**ESERCIZI**
A - Indica se ciascuna affermazione concorda con l'articolo sul caso Pittelli: (i) ad aprile il Riesame ha accolto l'appello della Dda di Catanzaro; (ii) dopo la decisione della Cassazione del 16 luglio Pittelli è stato portato in carcere; (iii) il ricorso in Cassazione è stato proposto da tre avvocati. Per ogni punto rispondi sì o no e cita le parole decisive dell'articolo.
B - Scrivi il seguito dell'articolo sul ricorso di Pittelli in Cassazione, partendo da dove termina.

**TESTO DI PARTENZA**
━━━━━━━━━━━━━━━━━━━━
Questa decisione era stata impugnata dalla Dda di Catanzaro che aveva fatto appello al Tribunale del Riesame.
Ad aprile scorso il Riesame – presidente Filippo Aragona, a latere Sara Mazzotta e Roberta Cafiero – ha accolto l’appello con il quale la Dda di Catanzaro chiedeva la misura cautelare in carcere nei confronti dell’avvocato Giancarlo Pittelli. Una decisione non immediatamente esecutiva perché si doveva attendere la decisione della Corte di Cassazione. La decisione è arrivata il 16 luglio scorso: Pittelli resta ai domiciliari in attesa di una nuova pronuncia del Tribunale del Riesame di Catanzaro.

Il ricorso e la decisione

Il ricorso in Cassazione proposto dagli avvocati Guido Contestabile e Salvatore Staiano si fondava su due capisaldi. In primo luogo lettera al ministro Carfagna, secondo le difese, era lecita, sulla scorta del principio che «l’imputato agli arresti domiciliari si considera in stato di custodia cautelare: i rapporti epistolari con i parlamentari, come sono permessi ai detenuti inframurari, avrebbero dovuto ritenersi consentiti ai detenuti domiciliari». Dunque «anche il detenuto agli arresti domiciliari, quale era Pittelli, era libero di indirizzare ai parlamentari corrispondenze, stante l’impossibilità di interpretare le prescrizioni che regolavano la detenzione domestica in senso deteriore rispetto alla detenzione carceraria». Aggiunge la difesa che «la missiva era stata inviata da Pittelli all’onorevole Carfagna nella sua specifica qualità di parlamentare e poi inviata dalla destinataria per i controlli ritenuti necessari all’Ispettorato di Polizia Quanto ai contenuti della missiva, poi, l’intenzione di Pittelli di voler presentare un’istanza riguardo al suo stato cautelare afferiva a un’iniziativa del tutto legittima da parte sua. Quanto all’ulteriore iniziativa, meditata individualmente da Pittelli, di sollecitare un’interpellanza parlamentare, essa afferiva in modo evidente alla libertà di manifestazione del pensiero, non sussistendo spazio franco alle critiche formulabili in Parlamento. Né dalla lettera emergeva alcun contatto vietato».
━━━━━━━━━━━━━━━━━━━━
**DATI ESTRATTI**
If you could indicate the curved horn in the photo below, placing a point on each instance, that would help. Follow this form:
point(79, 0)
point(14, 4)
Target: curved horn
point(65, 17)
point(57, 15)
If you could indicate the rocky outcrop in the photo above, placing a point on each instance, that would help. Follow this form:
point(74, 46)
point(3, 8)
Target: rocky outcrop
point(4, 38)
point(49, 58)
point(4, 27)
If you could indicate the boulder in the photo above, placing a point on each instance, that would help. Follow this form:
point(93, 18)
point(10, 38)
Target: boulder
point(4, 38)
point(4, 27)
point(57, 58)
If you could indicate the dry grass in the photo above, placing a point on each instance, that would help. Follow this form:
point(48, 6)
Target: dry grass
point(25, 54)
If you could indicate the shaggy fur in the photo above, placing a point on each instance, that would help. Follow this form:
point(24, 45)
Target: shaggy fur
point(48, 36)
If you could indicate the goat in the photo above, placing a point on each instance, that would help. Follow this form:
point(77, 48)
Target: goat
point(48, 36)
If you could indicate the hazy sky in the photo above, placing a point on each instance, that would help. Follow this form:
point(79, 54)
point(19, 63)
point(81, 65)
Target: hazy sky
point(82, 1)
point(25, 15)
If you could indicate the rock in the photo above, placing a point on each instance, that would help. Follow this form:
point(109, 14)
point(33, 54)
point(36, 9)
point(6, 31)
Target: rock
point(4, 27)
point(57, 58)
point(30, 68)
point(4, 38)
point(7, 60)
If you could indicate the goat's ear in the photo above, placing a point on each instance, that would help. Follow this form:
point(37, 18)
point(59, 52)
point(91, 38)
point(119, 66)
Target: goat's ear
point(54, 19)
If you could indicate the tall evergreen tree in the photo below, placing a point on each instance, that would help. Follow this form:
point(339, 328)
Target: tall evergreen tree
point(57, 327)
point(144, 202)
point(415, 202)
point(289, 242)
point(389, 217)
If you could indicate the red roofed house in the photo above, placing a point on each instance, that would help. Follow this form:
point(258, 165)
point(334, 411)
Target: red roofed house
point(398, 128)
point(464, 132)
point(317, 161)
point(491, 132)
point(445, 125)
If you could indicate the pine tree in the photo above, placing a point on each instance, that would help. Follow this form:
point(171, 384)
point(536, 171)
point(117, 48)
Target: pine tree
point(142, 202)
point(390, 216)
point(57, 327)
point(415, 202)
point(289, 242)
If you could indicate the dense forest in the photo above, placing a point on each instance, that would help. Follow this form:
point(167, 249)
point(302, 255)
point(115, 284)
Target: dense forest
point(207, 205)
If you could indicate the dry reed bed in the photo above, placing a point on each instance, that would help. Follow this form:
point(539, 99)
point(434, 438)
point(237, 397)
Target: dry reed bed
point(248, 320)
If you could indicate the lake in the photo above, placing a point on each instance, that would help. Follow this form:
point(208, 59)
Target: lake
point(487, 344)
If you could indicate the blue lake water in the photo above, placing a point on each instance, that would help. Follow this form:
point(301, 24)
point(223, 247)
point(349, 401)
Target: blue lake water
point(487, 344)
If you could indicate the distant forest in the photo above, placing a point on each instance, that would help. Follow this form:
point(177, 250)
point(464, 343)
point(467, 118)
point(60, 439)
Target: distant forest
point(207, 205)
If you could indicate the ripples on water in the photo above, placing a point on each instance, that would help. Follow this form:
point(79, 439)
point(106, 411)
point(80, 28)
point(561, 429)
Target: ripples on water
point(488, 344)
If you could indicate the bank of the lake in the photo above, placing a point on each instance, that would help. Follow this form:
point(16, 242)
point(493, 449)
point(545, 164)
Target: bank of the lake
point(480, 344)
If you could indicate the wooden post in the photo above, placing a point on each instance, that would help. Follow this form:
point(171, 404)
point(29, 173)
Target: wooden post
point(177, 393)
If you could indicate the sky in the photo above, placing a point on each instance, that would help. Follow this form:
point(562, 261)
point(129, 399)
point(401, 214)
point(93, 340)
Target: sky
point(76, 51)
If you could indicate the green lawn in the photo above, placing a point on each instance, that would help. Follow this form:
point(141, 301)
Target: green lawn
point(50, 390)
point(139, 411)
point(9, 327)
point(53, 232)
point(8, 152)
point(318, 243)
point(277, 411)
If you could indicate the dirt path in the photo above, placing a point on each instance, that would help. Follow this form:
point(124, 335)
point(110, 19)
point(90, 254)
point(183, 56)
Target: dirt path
━━━━━━━━━━━━━━━━━━━━
**SOLUZIONI DEGLI ESERCIZI**
A -
(i) Sì: «Ad aprile scorso il Riesame – presidente Filippo Aragona, a latere Sara Mazzotta e Roberta Cafiero – ha accolto l’appello».
(ii) No: «Pittelli resta ai domiciliari in attesa di una nuova pronuncia del Tribunale del Riesame di Catanzaro».
(iii) No: «proposto dagli avvocati Guido Contestabile e Salvatore Staiano».

B -
In secondo luogo «il provvedimento impugnato non ha dato conto dell’adeguatezza della custodia inframuraria ripristinata in relazione alle condizioni di salute di Pittelli». Il ricorso era correlato da una memoria in cui veniva descritto il peggiorato stato di salute dell’imputato.

«Si era rivolto a un Ministro mostrando di voler sfruttare le entrature e conoscenze»

Secondo gli ermellini il ricorso è da ritenersi fondato solo per quanto riguarda il tema «inerente alla sostanziale carenza di motivazione che caratterizza l’ordinanza impugnata in merito alla compatibilità delle condizioni di salute di Pittelli con il regime custodiale carcerario». «I giudici dell’appello cautelare – scrive la Cassazione –, se da un lato dovevano prendere in esame le doglianze articolate dal Pubblico ministero appellante volte a censurare la motivazione fornita dal Tribunale procedente a sostegno del provvedimento, di attenuazione della misura, dall’altro avrebbero dovuto parimenti valutare le deduzioni della difesa della parte appellata volte a riproporre il rilievo delle condizioni di salute di Pittelli, dedotte come incompatibili con la custodia inframuraria».
Per quanto riguarda i rapporti con l’esterno e la lettera alla Carfagna «le esigenze cautelari non avrebbero potuto considerarsi affievolite, dal momento che l’imputato, non soltanto risultava aver violato la prescrizione di non comunicare con soggetti diversi da quelli con lui conviventi, ma si era rivolto a un Ministro mostrando di voler sfruttare le entrature e conoscenze, condotte già valutate, nei provvedimenti che avevano definito il procedimento cautelare incidentale introdotto con l’ordinanza genetica, come allarmante canale e veicolo di reiterazione dei reati della stessa specie di quello oggetto di procedimento».